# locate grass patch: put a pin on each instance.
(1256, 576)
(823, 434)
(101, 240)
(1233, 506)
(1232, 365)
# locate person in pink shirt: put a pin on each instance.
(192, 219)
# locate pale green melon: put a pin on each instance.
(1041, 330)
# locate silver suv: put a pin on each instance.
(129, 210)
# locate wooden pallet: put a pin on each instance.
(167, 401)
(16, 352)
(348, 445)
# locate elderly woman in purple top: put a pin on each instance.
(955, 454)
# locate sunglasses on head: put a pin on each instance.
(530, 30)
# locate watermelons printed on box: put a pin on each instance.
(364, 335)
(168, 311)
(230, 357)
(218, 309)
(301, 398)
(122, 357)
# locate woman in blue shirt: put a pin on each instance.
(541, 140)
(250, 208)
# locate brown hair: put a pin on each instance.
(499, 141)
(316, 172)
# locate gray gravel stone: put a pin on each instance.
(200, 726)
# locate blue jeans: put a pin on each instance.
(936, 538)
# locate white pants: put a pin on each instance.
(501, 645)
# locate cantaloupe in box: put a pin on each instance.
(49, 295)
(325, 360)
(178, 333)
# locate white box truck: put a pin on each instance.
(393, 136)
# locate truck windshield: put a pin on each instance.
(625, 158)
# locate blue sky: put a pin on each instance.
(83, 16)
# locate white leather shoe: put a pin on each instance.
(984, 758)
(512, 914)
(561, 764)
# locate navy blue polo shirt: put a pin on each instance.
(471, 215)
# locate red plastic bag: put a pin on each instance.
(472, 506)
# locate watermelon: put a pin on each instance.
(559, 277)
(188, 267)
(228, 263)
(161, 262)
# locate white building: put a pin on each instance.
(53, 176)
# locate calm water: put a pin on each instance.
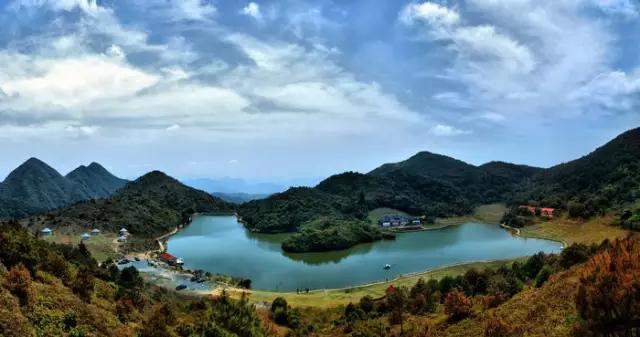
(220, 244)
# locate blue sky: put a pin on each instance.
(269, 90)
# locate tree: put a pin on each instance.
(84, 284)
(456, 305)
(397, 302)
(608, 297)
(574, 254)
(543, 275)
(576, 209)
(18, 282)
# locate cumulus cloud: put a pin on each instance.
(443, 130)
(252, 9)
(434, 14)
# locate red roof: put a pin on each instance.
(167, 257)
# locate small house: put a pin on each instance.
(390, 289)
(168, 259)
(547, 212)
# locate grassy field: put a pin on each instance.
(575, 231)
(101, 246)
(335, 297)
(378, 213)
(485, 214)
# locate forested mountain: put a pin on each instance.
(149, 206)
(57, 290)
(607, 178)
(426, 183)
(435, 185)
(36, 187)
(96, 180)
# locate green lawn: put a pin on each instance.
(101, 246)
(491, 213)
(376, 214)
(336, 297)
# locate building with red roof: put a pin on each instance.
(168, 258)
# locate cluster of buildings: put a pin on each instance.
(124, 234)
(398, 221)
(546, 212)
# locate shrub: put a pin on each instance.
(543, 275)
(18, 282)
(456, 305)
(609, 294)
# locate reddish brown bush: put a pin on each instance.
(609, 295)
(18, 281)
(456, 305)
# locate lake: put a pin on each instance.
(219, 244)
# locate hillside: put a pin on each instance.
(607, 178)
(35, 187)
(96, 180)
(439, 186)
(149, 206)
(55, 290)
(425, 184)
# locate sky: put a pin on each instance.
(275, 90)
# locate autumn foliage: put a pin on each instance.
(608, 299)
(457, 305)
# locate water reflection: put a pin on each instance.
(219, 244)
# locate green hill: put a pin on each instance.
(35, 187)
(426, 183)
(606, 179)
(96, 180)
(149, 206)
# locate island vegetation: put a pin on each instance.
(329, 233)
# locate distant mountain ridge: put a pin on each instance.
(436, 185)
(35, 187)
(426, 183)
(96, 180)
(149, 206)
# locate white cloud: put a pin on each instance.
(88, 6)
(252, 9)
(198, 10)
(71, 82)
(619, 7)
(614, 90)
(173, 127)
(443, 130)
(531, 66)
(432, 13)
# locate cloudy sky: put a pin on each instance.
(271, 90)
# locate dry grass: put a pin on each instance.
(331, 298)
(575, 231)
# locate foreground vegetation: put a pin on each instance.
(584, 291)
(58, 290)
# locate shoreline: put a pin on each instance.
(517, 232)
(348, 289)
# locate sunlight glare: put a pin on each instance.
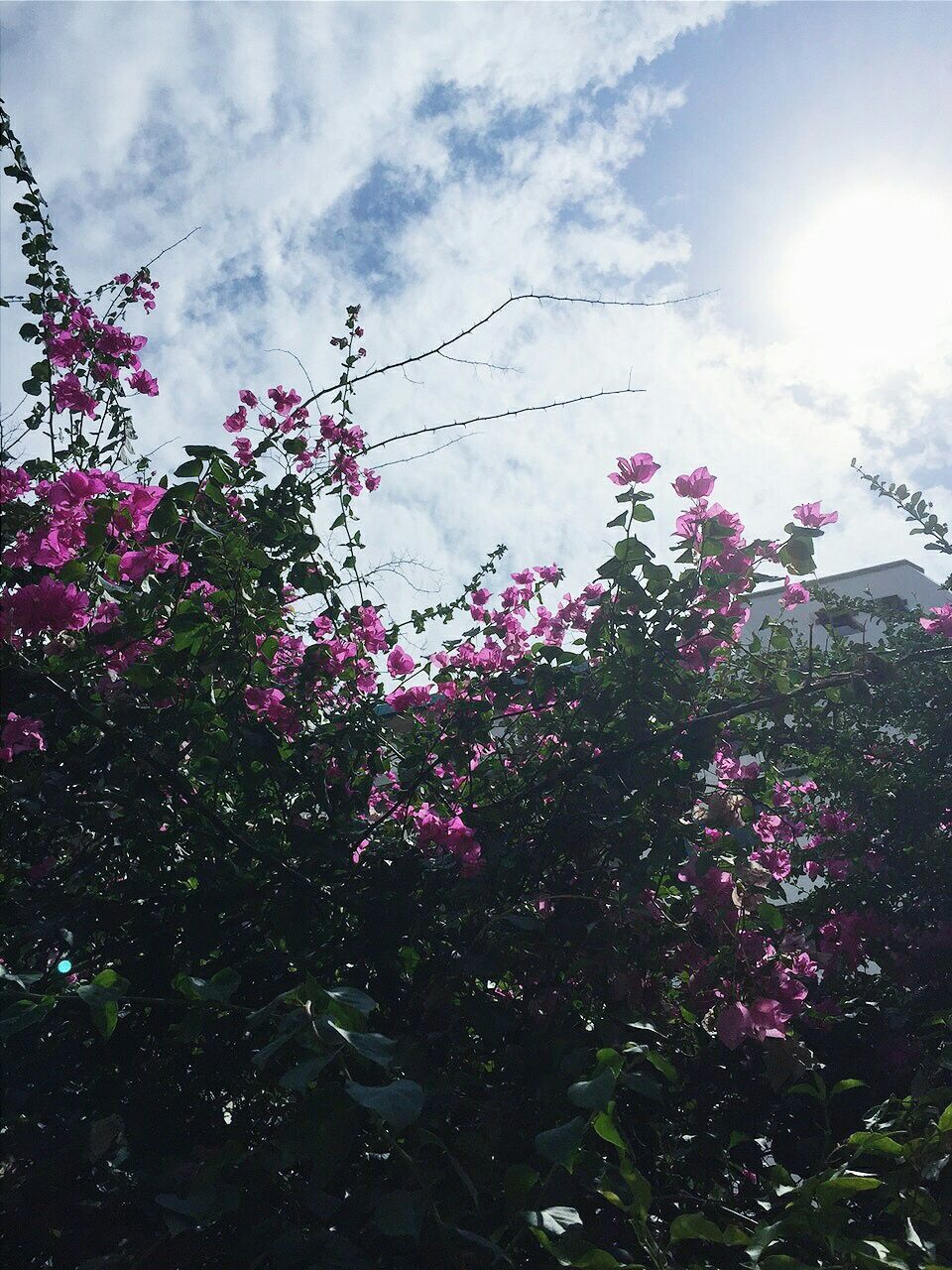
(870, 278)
● ● ● ●
### EXERCISE AIM:
Write out all the lines above again, word for word, but leave out the pictures.

### EXPECTED ANSWER:
# locate grass patch: put a pin on each instance.
(1256, 576)
(823, 434)
(101, 240)
(1233, 506)
(1232, 365)
# locate person in pink shirt: put a pin on each instance.
(192, 219)
# locate pale green melon: put a pin on each instance.
(1041, 330)
# locate silver suv: put a pin on each instance.
(129, 210)
# locate wooden pallet: put a pin on each instance.
(167, 401)
(16, 352)
(348, 445)
# locate elderly woman in purple top: put a pin on each instance.
(955, 454)
# locate sunglasses on head: put a pin on each instance.
(530, 30)
# locate watermelons printed on box: put a pin on each instance.
(364, 335)
(168, 311)
(230, 357)
(218, 309)
(301, 398)
(122, 357)
# locate woman in blue shirt: put a pin on each instance.
(541, 140)
(250, 208)
# locate brown hair: put a pin on each instance.
(499, 141)
(316, 172)
# locate gray gravel stone: put a pin on each instance.
(200, 726)
# locate blue jeans: put a pin on each instance.
(936, 538)
# locate white pants: put a pin on each instance.
(501, 645)
# locate cantaloupe in box: put a pin on each instance.
(49, 295)
(325, 360)
(178, 333)
# locate white box truck: put a pin on each instance.
(393, 136)
# locate truck windshield: put a pin on each instance.
(625, 158)
# locate blue sky: put a pin on each instance.
(83, 16)
# locate white leather shoe: put a pin on each instance.
(984, 758)
(512, 914)
(561, 764)
# locate navy blue polo shirt: put a pin on each instance.
(471, 215)
# locate red plastic bag: put a pin on each instance.
(472, 506)
# locate watermelon: put a pin on each instance.
(559, 277)
(188, 267)
(228, 263)
(161, 262)
# locate white building: put a pin on each instance.
(53, 176)
# locate calm water: put a pin on each instance.
(220, 244)
# locate blue sky: put a pin on each instance.
(269, 90)
# locate tree: put a pin on each instance.
(84, 284)
(456, 305)
(397, 302)
(608, 297)
(574, 254)
(543, 275)
(576, 209)
(18, 282)
# locate cumulus cloud: put a pin on each instance.
(443, 130)
(252, 9)
(434, 14)
# locate red roof: put a pin on each instance.
(167, 257)
# locate small house: put a pin on each instance.
(390, 289)
(168, 259)
(547, 212)
# locate grassy field: put a pin on each instance.
(575, 231)
(101, 246)
(335, 297)
(378, 213)
(485, 214)
# locate forested mountain: put a pin on each instance.
(149, 206)
(57, 290)
(607, 178)
(426, 183)
(435, 185)
(36, 187)
(96, 180)
# locate green lawn: put a pin on each instance.
(101, 246)
(491, 213)
(376, 214)
(336, 297)
# locate building with red roof: put a pin on each instance.
(168, 258)
# locate cluster of buildings: put a pin on each instance.
(124, 234)
(398, 221)
(546, 212)
# locate shrub: put a pin on each instance.
(543, 275)
(18, 282)
(456, 305)
(609, 294)
# locate reddish brown bush: put a pin on each instance.
(609, 295)
(18, 281)
(456, 305)
# locate lake: put a pin on each instance.
(219, 244)
# locate hillside: put a pin on each instance.
(607, 178)
(35, 187)
(96, 180)
(439, 186)
(149, 206)
(55, 290)
(425, 184)
# locate sky: put a pin on each instance.
(275, 90)
# locate autumn foliage: put a pin on each instance.
(608, 299)
(457, 305)
# locate water reflection: put a pin on each instance.
(219, 244)
# locate green hill: put a pin on each instance.
(35, 187)
(426, 183)
(606, 179)
(96, 180)
(149, 206)
# locate island vegetation: put a pin on each instance.
(329, 233)
# locate distant mountain ridge: put a pin on each instance.
(436, 185)
(35, 187)
(426, 183)
(96, 180)
(149, 206)
# locate white cloud: put a pin on each instance.
(88, 6)
(252, 9)
(198, 10)
(71, 82)
(619, 7)
(614, 90)
(173, 127)
(443, 130)
(531, 66)
(432, 13)
# locate cloudy sky: put a pin on each instance.
(271, 90)
# locate dry grass: put a pin on each instance.
(331, 298)
(575, 231)
# locate foreground vegetation: put a pin on each instance.
(584, 291)
(58, 290)
# locate shoreline: put a pin on each instance.
(517, 232)
(348, 289)
# locate sunlight glare: put a pin on each instance.
(870, 278)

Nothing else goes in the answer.